-- Opening Marker --

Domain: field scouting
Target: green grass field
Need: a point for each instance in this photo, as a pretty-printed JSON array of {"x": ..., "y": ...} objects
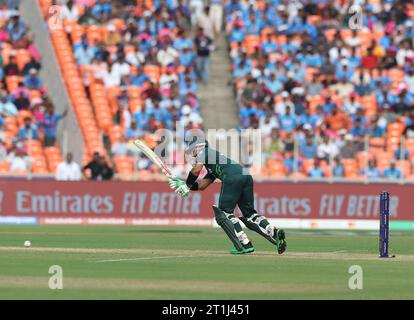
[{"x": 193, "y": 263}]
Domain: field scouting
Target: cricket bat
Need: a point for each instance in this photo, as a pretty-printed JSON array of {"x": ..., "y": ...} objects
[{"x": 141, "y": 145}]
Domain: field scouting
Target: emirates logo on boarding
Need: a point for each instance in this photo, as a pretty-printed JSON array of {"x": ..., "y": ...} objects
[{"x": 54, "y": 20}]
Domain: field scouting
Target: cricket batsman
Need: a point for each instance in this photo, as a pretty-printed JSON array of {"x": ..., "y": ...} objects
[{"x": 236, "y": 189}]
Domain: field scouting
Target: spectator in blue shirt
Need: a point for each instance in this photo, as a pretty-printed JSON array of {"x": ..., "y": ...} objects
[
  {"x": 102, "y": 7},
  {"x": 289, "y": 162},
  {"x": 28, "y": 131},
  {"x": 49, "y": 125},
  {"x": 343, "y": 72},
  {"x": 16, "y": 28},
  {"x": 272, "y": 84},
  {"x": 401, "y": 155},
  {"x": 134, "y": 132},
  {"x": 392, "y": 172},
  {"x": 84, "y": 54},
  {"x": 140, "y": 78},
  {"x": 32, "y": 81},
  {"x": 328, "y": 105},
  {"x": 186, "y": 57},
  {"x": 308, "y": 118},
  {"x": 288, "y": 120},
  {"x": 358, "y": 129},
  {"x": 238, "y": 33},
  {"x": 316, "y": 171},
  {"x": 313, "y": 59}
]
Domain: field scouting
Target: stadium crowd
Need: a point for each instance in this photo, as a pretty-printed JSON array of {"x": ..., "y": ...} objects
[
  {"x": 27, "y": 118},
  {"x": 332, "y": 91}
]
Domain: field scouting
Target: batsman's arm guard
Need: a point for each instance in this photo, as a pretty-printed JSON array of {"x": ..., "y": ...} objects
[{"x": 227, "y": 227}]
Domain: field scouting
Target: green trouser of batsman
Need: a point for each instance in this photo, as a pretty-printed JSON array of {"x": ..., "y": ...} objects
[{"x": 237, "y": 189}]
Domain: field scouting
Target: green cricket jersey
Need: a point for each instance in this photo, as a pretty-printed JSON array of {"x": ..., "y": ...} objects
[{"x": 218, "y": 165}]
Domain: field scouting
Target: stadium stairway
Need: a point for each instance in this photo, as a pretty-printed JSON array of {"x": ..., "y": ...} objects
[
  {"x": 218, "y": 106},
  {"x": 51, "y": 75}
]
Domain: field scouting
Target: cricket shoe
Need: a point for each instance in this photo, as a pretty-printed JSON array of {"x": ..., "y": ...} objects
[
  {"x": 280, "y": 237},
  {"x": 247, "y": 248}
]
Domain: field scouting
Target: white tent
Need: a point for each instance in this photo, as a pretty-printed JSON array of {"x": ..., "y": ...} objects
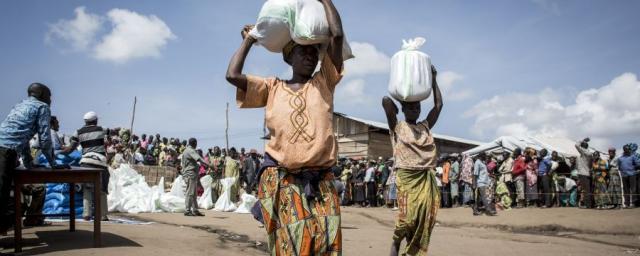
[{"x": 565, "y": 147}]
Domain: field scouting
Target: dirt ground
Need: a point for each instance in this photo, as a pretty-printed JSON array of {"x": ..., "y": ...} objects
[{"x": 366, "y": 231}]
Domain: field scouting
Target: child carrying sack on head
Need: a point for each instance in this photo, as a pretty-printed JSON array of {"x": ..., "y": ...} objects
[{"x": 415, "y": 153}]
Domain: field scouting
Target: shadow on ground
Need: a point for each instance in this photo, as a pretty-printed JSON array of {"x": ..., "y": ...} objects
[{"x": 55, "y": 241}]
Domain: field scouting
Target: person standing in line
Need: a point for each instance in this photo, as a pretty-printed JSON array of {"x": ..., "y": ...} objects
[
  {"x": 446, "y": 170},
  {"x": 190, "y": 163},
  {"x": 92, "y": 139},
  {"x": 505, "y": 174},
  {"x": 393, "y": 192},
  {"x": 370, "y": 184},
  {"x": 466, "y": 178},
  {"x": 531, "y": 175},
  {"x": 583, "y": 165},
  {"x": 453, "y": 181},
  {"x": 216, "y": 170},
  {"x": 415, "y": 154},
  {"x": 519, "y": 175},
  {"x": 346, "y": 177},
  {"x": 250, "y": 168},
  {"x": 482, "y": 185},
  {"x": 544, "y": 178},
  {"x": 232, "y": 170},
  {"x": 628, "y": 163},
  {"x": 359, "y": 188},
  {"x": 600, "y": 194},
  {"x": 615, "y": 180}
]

-- Closing Marker --

**EXERCISE DESCRIPTION:**
Wherever the string "ground" is found in the listing above, copy the line that contains it.

**SOLUTION:**
Target: dirt ground
Target: shadow on ground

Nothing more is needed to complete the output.